*Aim of the exercise*. Could you print every record below exactly as it appears?

(Entries taken from a collection)
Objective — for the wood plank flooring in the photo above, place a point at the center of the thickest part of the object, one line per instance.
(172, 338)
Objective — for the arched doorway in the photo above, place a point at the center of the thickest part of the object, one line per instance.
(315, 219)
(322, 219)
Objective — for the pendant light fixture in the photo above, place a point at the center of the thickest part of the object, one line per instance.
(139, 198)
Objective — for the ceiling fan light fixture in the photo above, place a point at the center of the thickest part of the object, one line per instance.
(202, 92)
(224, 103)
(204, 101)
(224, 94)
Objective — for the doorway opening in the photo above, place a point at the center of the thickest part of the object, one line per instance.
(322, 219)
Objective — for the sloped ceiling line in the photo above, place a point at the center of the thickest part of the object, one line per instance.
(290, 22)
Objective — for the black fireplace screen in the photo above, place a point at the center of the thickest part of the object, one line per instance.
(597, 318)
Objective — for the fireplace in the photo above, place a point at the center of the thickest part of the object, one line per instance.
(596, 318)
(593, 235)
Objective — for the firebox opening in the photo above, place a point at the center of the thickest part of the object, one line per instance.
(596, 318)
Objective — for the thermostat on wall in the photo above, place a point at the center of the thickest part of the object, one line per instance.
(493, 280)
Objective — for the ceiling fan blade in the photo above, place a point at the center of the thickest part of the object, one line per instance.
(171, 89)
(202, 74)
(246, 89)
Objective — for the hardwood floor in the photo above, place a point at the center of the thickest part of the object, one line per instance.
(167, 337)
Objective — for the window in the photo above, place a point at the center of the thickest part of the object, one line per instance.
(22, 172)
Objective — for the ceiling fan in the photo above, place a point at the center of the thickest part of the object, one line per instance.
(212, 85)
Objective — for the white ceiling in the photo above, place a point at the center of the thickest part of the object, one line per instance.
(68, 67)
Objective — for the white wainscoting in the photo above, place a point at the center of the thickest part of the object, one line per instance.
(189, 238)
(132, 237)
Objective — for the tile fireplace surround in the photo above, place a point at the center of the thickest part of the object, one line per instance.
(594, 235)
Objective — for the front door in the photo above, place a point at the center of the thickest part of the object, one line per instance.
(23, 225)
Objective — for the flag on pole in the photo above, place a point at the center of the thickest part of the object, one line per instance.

*Solution for this exercise*.
Objective — for the wood plank flooring in the photo above, place a point at the center of the thickest part of the object, one line per instance.
(172, 338)
Objective — for the arched doorway in the photo above, place a point at the center of the thickest part of the object, one line per instance.
(315, 219)
(322, 219)
Objective — for the pendant light fixture in the photo above, place a point at the center of the thickest part of the object, one line per instance.
(139, 198)
Objective — for the ceiling fan light fixture in the photo above, place a point at the center of the thickest part of the object, one line per instance.
(202, 92)
(224, 103)
(204, 101)
(224, 94)
Objective — for the doorway opening in the photo above, place a point at the center of the thickest part of the object, one line per instance.
(322, 219)
Objective — for the sloped ceiling line in the photo above, place a point at the center of the thickest part of the object, one line per instance.
(290, 22)
Objective — for the black fireplace screen in the photo above, place a point at the center of the thickest part of the object, one line per instance.
(597, 318)
Objective — for the fireplace in the photo above, place a point at the center of the thickest part of the object, one line per instance.
(596, 318)
(593, 235)
Objective — for the firebox opening in the photo above, place a point at the center of the thickest part of the object, one line per instance.
(596, 318)
Objective — for the thermostat on wall in the photo above, place a point at the center of the thickest part of the object, one line per instance.
(493, 280)
Objective — for the ceiling fan blade in the photo above, place a point at the center of the thickest part of the object, one line per instance.
(171, 89)
(202, 74)
(246, 89)
Objective — for the hardwood floor in the photo above, place a point at the center of the thickest part of the object, one line per instance.
(167, 337)
Objective — for the window in the photo above, place a point at the center of the thickest part of the object, one line per instance.
(22, 172)
Objective — for the ceiling fan in the photo above, place a point at the center of the thickest part of the object, one line per instance.
(212, 85)
Objective — for the white ceiling in the photo above, place a point at the center of the thickest part of the object, one line per instance.
(68, 67)
Objective — for the white wainscoting in the photo above, place a point at the center of the thickest part of the object, one line per instance.
(189, 238)
(132, 237)
Objective — for the tile fireplace surround in the photo above, place a point at the center of the thickest part of the object, one line per instance.
(594, 235)
Objective — for the front door in the photo above, place a point at the center of the thickest part of the object, one line per instance.
(23, 225)
Objective — for the flag on pole in the photo above, place a point at the center of the thickest part of the object, one line per instance.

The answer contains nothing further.